Lines with "query": pull these out of the listing below.

-=-=-=-=-

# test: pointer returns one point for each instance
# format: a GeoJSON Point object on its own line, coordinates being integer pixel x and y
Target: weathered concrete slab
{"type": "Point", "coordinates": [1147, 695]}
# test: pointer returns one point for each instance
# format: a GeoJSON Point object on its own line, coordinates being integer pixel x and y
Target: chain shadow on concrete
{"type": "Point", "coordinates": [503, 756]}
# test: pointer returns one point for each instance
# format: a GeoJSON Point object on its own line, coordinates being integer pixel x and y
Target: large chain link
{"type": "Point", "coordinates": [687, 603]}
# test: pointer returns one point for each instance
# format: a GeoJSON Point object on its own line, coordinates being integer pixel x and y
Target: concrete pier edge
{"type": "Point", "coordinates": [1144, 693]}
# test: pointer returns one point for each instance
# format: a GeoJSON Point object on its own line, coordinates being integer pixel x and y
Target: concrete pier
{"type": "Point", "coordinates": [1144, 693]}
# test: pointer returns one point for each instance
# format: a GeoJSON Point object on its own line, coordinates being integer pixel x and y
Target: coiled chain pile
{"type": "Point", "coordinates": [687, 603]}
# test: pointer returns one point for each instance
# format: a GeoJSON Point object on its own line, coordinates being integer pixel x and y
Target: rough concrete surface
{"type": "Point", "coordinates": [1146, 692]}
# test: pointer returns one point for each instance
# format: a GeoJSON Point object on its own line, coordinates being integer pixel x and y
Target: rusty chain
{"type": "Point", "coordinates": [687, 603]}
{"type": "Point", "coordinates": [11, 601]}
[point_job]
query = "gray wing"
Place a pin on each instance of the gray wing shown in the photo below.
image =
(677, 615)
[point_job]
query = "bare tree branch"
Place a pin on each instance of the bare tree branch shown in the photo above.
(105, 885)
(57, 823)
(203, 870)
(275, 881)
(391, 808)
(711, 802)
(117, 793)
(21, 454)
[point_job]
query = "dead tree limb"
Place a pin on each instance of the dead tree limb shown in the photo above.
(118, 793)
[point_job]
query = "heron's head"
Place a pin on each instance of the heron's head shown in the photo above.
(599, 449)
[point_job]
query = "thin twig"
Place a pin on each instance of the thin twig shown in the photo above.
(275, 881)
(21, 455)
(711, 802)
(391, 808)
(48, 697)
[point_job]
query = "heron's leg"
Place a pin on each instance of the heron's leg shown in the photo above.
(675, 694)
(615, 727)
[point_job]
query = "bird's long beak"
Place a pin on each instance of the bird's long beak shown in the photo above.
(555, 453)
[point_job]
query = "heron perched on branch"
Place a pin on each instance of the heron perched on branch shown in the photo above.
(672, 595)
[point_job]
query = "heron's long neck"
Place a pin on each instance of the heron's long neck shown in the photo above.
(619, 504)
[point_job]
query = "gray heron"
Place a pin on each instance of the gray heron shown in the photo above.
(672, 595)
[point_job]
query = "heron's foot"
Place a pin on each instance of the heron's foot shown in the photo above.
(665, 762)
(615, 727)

-=-=-=-=-

» OUTPUT FOR THIS TASK
query = "gray wing"
query = "bare tree branch"
query = "dead tree limb"
query = "heron's head"
query = "thin twig"
query = "heron's leg"
query = "bird's long beak"
query = "heron perched on branch"
query = "heron's long neck"
query = "gray heron"
query = "heron's foot"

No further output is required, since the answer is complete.